### Text
┄┄┄┄┄┄

On 09/12/2020 2:38, David Ahern wrote:
> The AF_XDP reference was to differentiate one zerocopy use case (all
> packets go to userspace) from another (kernel managed TCP socket with
> zerocopy payload). You are focusing on a very narrow use case - kernel
> based NVMe over TCP - of a more general problem.

Please note that although our framework implements support for nvme-tcp,
we designed it to fit iscsi as well, and hopefully future protocols too,
as general as we could. For why this could not be generalized further
see below.

> You have a TCP socket and a design that only works for kernel owned
> sockets. You have specialized queues in the NIC, a flow rule directing
> packets to those queues. Presumably some ULP parser in the NIC
> associated with the queues to process NVMe packets. Rather than copying
> headers (ethernet/ip/tcp) to one buffer and payload to another (which is
> similar to what Jonathan Lemon is working on), this design has a ULP
> processor that just splits out the TCP payload even more making it
> highly selective about which part of the packet is put into which
> buffer. Take out the NVMe part, and it is header split with zerocopy for
> the payload - a generic feature that can have a wider impact with NVMe
> as a special case.

┄┄┄┄┄┄

### Provided material
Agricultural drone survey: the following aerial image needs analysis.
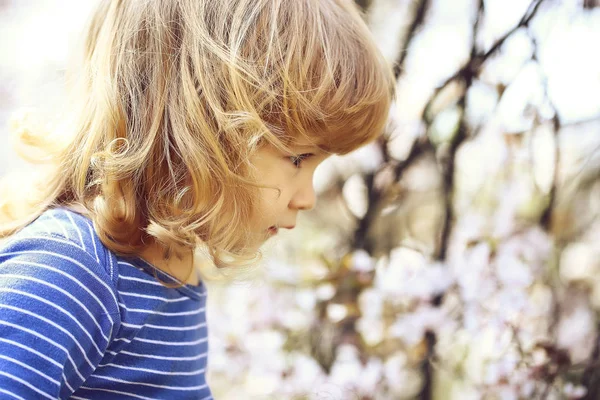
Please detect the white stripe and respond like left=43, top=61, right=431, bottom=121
left=48, top=213, right=71, bottom=239
left=119, top=303, right=206, bottom=317
left=107, top=350, right=208, bottom=361
left=0, top=268, right=114, bottom=342
left=113, top=336, right=208, bottom=346
left=108, top=248, right=116, bottom=280
left=134, top=337, right=208, bottom=346
left=121, top=322, right=206, bottom=331
left=0, top=338, right=74, bottom=392
left=92, top=374, right=208, bottom=392
left=0, top=354, right=60, bottom=386
left=0, top=290, right=108, bottom=354
left=0, top=236, right=118, bottom=322
left=65, top=210, right=86, bottom=251
left=81, top=386, right=159, bottom=400
left=85, top=220, right=100, bottom=264
left=0, top=338, right=63, bottom=368
left=0, top=304, right=97, bottom=369
left=0, top=320, right=85, bottom=381
left=119, top=292, right=190, bottom=303
left=98, top=363, right=206, bottom=376
left=118, top=272, right=165, bottom=287
left=0, top=388, right=27, bottom=400
left=37, top=219, right=52, bottom=233
left=0, top=371, right=54, bottom=399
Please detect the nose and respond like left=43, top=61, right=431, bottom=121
left=289, top=181, right=317, bottom=210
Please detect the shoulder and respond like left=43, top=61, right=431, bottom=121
left=0, top=208, right=118, bottom=313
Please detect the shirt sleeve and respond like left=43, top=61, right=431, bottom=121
left=0, top=236, right=120, bottom=399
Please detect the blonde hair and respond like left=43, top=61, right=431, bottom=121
left=0, top=0, right=394, bottom=266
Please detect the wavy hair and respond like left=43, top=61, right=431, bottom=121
left=0, top=0, right=394, bottom=266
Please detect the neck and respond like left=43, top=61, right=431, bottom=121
left=140, top=242, right=199, bottom=286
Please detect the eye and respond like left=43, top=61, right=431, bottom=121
left=290, top=153, right=314, bottom=168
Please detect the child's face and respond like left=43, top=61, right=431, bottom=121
left=251, top=141, right=329, bottom=249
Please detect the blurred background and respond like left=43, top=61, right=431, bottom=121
left=0, top=0, right=600, bottom=400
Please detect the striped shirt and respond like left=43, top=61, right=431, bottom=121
left=0, top=208, right=212, bottom=400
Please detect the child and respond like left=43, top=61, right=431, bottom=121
left=0, top=0, right=393, bottom=399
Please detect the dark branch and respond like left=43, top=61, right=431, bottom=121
left=394, top=0, right=429, bottom=79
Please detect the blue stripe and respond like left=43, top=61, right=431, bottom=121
left=0, top=208, right=212, bottom=400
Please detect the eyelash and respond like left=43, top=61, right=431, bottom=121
left=290, top=153, right=313, bottom=168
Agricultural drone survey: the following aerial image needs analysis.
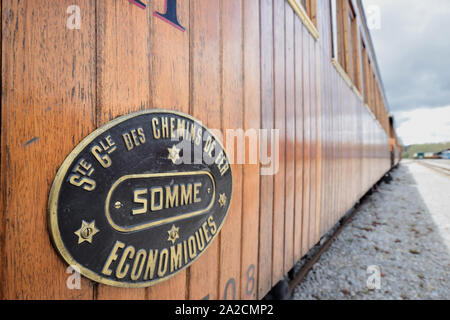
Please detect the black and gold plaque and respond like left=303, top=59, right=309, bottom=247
left=49, top=110, right=232, bottom=287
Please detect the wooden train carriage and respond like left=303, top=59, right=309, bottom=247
left=389, top=115, right=402, bottom=167
left=0, top=0, right=391, bottom=299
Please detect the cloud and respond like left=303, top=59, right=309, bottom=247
left=394, top=105, right=450, bottom=145
left=363, top=0, right=450, bottom=111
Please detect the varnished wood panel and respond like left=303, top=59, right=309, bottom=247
left=272, top=1, right=286, bottom=284
left=146, top=0, right=190, bottom=300
left=0, top=0, right=95, bottom=299
left=284, top=2, right=296, bottom=274
left=96, top=0, right=152, bottom=300
left=294, top=17, right=306, bottom=261
left=241, top=0, right=261, bottom=299
left=218, top=0, right=245, bottom=300
left=0, top=0, right=398, bottom=299
left=188, top=0, right=222, bottom=300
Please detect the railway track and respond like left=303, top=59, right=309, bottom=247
left=415, top=160, right=450, bottom=176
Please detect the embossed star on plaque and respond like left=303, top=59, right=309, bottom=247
left=168, top=146, right=181, bottom=164
left=74, top=220, right=100, bottom=244
left=219, top=193, right=227, bottom=207
left=167, top=225, right=180, bottom=244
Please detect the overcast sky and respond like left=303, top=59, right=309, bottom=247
left=363, top=0, right=450, bottom=145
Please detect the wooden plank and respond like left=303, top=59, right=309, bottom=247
left=294, top=17, right=305, bottom=261
left=0, top=0, right=95, bottom=299
left=146, top=0, right=190, bottom=300
left=302, top=23, right=312, bottom=256
left=241, top=0, right=261, bottom=299
left=272, top=1, right=286, bottom=285
left=307, top=37, right=317, bottom=250
left=313, top=43, right=323, bottom=245
left=284, top=2, right=296, bottom=274
left=219, top=0, right=245, bottom=300
left=258, top=0, right=274, bottom=299
left=188, top=0, right=222, bottom=300
left=97, top=0, right=151, bottom=300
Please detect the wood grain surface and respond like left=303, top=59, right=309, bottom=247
left=0, top=0, right=390, bottom=300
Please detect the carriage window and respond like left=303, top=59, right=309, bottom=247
left=297, top=0, right=317, bottom=27
left=330, top=0, right=362, bottom=91
left=287, top=0, right=319, bottom=40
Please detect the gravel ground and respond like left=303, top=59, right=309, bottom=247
left=293, top=161, right=450, bottom=300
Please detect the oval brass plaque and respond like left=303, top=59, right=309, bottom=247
left=49, top=110, right=232, bottom=288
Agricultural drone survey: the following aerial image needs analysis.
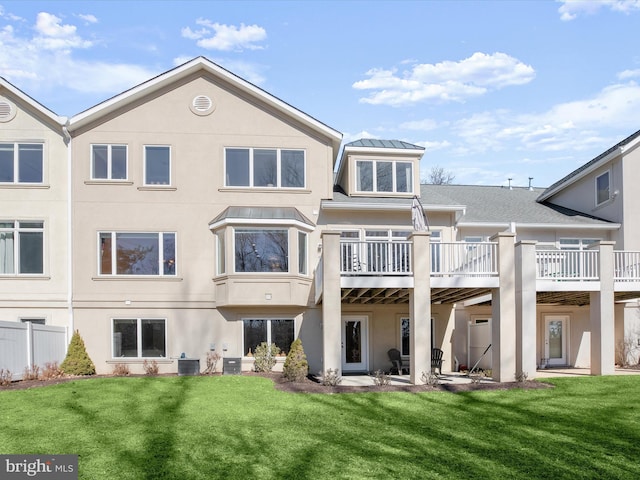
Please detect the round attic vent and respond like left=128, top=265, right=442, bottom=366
left=189, top=95, right=215, bottom=115
left=0, top=97, right=16, bottom=122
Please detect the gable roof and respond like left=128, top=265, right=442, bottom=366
left=538, top=126, right=640, bottom=202
left=69, top=57, right=342, bottom=152
left=0, top=77, right=67, bottom=127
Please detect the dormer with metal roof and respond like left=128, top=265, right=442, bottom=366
left=336, top=138, right=424, bottom=198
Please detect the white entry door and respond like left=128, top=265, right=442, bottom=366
left=342, top=315, right=369, bottom=372
left=544, top=315, right=569, bottom=366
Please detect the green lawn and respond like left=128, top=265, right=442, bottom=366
left=0, top=376, right=640, bottom=480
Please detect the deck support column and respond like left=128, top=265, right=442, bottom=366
left=322, top=230, right=342, bottom=374
left=409, top=232, right=431, bottom=385
left=490, top=232, right=516, bottom=382
left=515, top=240, right=537, bottom=379
left=589, top=241, right=615, bottom=375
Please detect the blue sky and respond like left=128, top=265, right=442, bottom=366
left=0, top=0, right=640, bottom=186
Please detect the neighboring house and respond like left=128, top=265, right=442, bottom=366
left=0, top=57, right=640, bottom=383
left=0, top=78, right=71, bottom=326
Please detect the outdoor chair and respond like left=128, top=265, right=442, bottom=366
left=387, top=348, right=409, bottom=375
left=431, top=348, right=443, bottom=375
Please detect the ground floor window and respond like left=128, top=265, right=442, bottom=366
left=113, top=318, right=167, bottom=358
left=243, top=318, right=294, bottom=356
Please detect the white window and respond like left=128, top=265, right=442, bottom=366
left=225, top=148, right=305, bottom=188
left=98, top=232, right=176, bottom=276
left=0, top=220, right=44, bottom=275
left=596, top=172, right=611, bottom=205
left=144, top=145, right=171, bottom=185
left=243, top=318, right=294, bottom=356
left=91, top=145, right=127, bottom=180
left=356, top=160, right=413, bottom=193
left=0, top=143, right=44, bottom=184
left=112, top=318, right=167, bottom=358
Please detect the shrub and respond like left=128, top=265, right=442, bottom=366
left=113, top=363, right=131, bottom=377
left=60, top=330, right=96, bottom=375
left=282, top=338, right=309, bottom=382
left=204, top=352, right=222, bottom=375
left=253, top=342, right=280, bottom=372
left=320, top=368, right=342, bottom=387
left=0, top=368, right=13, bottom=387
left=142, top=360, right=160, bottom=375
left=40, top=362, right=64, bottom=380
left=22, top=365, right=40, bottom=380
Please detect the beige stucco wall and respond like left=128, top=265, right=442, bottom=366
left=0, top=88, right=69, bottom=326
left=72, top=72, right=334, bottom=371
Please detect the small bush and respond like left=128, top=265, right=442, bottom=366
left=373, top=370, right=391, bottom=387
left=142, top=360, right=160, bottom=375
left=420, top=372, right=440, bottom=387
left=204, top=352, right=222, bottom=375
left=282, top=338, right=309, bottom=382
left=253, top=342, right=280, bottom=372
left=40, top=362, right=64, bottom=380
left=0, top=368, right=13, bottom=387
left=22, top=365, right=40, bottom=380
left=60, top=330, right=96, bottom=375
left=320, top=368, right=342, bottom=387
left=113, top=363, right=131, bottom=377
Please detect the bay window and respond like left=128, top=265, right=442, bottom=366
left=98, top=232, right=176, bottom=276
left=225, top=148, right=305, bottom=188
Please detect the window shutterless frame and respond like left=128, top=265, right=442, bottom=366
left=89, top=143, right=129, bottom=181
left=143, top=145, right=173, bottom=187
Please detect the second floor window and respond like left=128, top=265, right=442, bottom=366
left=98, top=232, right=176, bottom=276
left=91, top=145, right=127, bottom=180
left=356, top=160, right=413, bottom=193
left=225, top=148, right=305, bottom=188
left=0, top=143, right=44, bottom=183
left=0, top=220, right=44, bottom=275
left=144, top=145, right=171, bottom=185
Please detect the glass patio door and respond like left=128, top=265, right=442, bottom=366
left=342, top=316, right=369, bottom=372
left=544, top=315, right=569, bottom=366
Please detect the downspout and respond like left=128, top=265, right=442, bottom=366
left=62, top=119, right=74, bottom=345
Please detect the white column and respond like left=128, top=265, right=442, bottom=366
left=491, top=232, right=516, bottom=382
left=590, top=241, right=615, bottom=375
left=409, top=232, right=431, bottom=385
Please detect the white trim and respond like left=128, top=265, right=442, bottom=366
left=69, top=57, right=342, bottom=151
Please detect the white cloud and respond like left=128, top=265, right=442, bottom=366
left=558, top=0, right=640, bottom=22
left=352, top=52, right=535, bottom=106
left=78, top=13, right=98, bottom=24
left=182, top=18, right=267, bottom=51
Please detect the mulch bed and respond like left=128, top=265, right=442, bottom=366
left=0, top=372, right=553, bottom=394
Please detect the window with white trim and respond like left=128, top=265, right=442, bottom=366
left=112, top=318, right=167, bottom=358
left=0, top=220, right=44, bottom=275
left=144, top=145, right=171, bottom=185
left=596, top=171, right=611, bottom=206
left=356, top=160, right=413, bottom=193
left=243, top=318, right=295, bottom=357
left=234, top=228, right=289, bottom=272
left=91, top=145, right=127, bottom=180
left=0, top=142, right=44, bottom=184
left=224, top=148, right=306, bottom=188
left=98, top=232, right=176, bottom=276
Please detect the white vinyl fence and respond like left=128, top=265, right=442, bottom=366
left=0, top=322, right=69, bottom=380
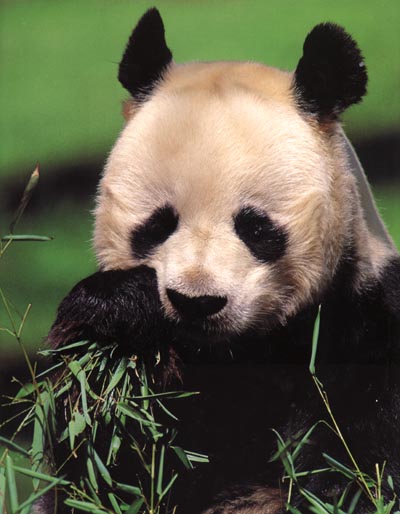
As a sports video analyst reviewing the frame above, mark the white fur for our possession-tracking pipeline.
[94,63,394,333]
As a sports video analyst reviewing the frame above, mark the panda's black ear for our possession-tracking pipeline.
[293,23,368,121]
[118,7,172,100]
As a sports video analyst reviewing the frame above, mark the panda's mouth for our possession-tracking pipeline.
[177,319,236,343]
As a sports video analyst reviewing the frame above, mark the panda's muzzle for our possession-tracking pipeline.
[167,289,227,320]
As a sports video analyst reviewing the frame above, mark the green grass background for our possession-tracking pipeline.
[0,0,400,358]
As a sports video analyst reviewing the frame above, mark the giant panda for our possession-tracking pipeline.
[43,8,400,514]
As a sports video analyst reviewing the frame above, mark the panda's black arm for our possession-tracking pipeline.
[48,266,170,353]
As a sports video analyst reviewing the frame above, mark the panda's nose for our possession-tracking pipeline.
[167,289,227,319]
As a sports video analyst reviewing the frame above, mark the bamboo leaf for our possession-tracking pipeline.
[1,234,54,242]
[6,455,18,513]
[10,164,40,234]
[64,498,107,514]
[108,493,122,514]
[158,473,179,501]
[15,478,63,512]
[126,498,144,514]
[93,450,112,486]
[115,482,142,496]
[171,446,193,469]
[15,383,36,400]
[13,466,71,485]
[0,467,7,514]
[104,357,128,395]
[309,305,321,375]
[0,436,30,458]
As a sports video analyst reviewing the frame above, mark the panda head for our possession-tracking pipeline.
[94,9,367,339]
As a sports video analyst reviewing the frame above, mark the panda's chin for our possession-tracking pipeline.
[177,320,236,344]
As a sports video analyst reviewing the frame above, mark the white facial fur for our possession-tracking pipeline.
[94,63,358,334]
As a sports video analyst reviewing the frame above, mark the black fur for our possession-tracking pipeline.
[167,289,227,320]
[118,8,172,100]
[131,205,179,259]
[43,250,400,514]
[234,207,288,262]
[294,23,368,121]
[48,266,168,354]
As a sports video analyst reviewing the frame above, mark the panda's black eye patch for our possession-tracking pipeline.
[234,207,288,262]
[131,205,179,259]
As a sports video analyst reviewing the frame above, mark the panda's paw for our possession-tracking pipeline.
[202,487,286,514]
[48,266,169,352]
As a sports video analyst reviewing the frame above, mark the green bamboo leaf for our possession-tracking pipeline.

┄┄┄┄┄┄

### Problem statement
Reproduce word for word the stretch of the reply about zerocopy for NVMe over TCP from "On 09/12/2020 2:38, David" through "more general problem.".

### Response for this exercise
On 09/12/2020 2:38, David Ahern wrote:
> The AF_XDP reference was to differentiate one zerocopy use case (all
> packets go to userspace) from another (kernel managed TCP socket with
> zerocopy payload). You are focusing on a very narrow use case - kernel
> based NVMe over TCP - of a more general problem.